▶ _Task requirements_:
Can you copy out the items below with "put a point on" changed to "place a marker on" in each one, keeping all other wording the same?

-- Information given start --

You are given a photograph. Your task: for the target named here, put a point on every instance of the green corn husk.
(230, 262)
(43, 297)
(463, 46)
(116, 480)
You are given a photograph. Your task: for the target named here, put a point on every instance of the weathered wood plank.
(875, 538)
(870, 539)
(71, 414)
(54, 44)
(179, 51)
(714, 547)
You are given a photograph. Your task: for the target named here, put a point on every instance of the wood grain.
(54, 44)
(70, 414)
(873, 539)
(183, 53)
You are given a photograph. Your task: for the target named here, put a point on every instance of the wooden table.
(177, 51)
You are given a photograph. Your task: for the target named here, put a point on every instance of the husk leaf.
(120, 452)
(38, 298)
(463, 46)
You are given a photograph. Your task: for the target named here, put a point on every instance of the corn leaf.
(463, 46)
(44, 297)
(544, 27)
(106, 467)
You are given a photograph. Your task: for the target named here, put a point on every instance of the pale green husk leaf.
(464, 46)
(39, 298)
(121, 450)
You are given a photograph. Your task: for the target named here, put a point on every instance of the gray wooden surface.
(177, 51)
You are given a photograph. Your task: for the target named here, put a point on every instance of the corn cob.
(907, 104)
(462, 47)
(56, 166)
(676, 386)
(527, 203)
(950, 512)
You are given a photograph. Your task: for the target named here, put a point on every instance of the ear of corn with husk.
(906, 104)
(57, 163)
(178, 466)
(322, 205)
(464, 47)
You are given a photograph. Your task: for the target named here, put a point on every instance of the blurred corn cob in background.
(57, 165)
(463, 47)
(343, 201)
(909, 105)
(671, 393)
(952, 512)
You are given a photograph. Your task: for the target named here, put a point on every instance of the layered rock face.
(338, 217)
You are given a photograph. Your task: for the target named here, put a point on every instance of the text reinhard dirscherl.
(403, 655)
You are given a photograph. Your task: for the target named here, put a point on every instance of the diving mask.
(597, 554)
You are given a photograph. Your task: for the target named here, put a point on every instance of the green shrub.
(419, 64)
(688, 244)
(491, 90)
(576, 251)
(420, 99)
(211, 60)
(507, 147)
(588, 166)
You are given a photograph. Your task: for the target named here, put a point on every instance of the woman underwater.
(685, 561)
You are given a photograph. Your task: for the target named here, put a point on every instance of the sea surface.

-- Information given end --

▶ _Solution to this problem_:
You are given a photograph. Your task: for the target named here, place a marker on every instance of the green corn husk.
(230, 262)
(43, 297)
(463, 46)
(116, 480)
You are given a photograph. Your task: for the target named here, place a marker on every instance of the weathered wood plank.
(875, 538)
(870, 539)
(71, 414)
(54, 44)
(179, 51)
(714, 547)
You are given a photograph. Your task: for the target named here, place a marker on every instance of the wood grain.
(54, 44)
(70, 414)
(873, 539)
(183, 53)
You are given a photograph. Your task: for the target named here, place a marker on every instance of the wooden table.
(177, 51)
You are given a photograph. Your task: for the target named here, place a marker on every instance of the husk leaf.
(120, 452)
(38, 298)
(463, 46)
You are given a photograph. Your task: for the target named here, place a marker on every instance of the corn leaf.
(463, 46)
(44, 297)
(544, 27)
(106, 467)
You are given a photograph. Your task: for the target named here, place a marker on every instance of the pale green husk leaf.
(464, 46)
(39, 298)
(121, 450)
You are given a photograph. Your task: for the target named here, place a marker on every instance of the gray wooden surface.
(177, 51)
You are given a photograph. Your task: for the target named here, place a marker on every instance of the corn cob.
(907, 104)
(462, 47)
(56, 166)
(676, 386)
(527, 203)
(950, 512)
You are given a photograph. Your task: for the target named here, place a marker on every instance of the ear of corn with husk.
(906, 104)
(57, 163)
(178, 466)
(322, 205)
(464, 47)
You are given a photograph. Your task: for the target named here, place a marker on every instance of the blurred corn cob in background.
(57, 165)
(463, 47)
(343, 201)
(909, 105)
(671, 393)
(952, 512)
You are given a photograph. Your task: for the target named here, place a marker on every instance of the layered rock face.
(338, 217)
You are given a photograph. Your task: for the target named here, place a marker on every instance of the text reinhard dirscherl.
(403, 655)
You are given a photograph. Your task: for the target named here, place a marker on every instance of the diving mask.
(597, 554)
You are given a photograph. Your task: for the target named here, place a marker on every instance of the green shrub.
(419, 64)
(688, 244)
(491, 90)
(576, 251)
(420, 99)
(211, 60)
(507, 147)
(588, 166)
You are given a photograph. Your task: for the target named here, place a marker on every instance of the woman underwater.
(685, 561)
You are given a photograph. Your task: for the target named here, place a marker on every instance of the sea surface.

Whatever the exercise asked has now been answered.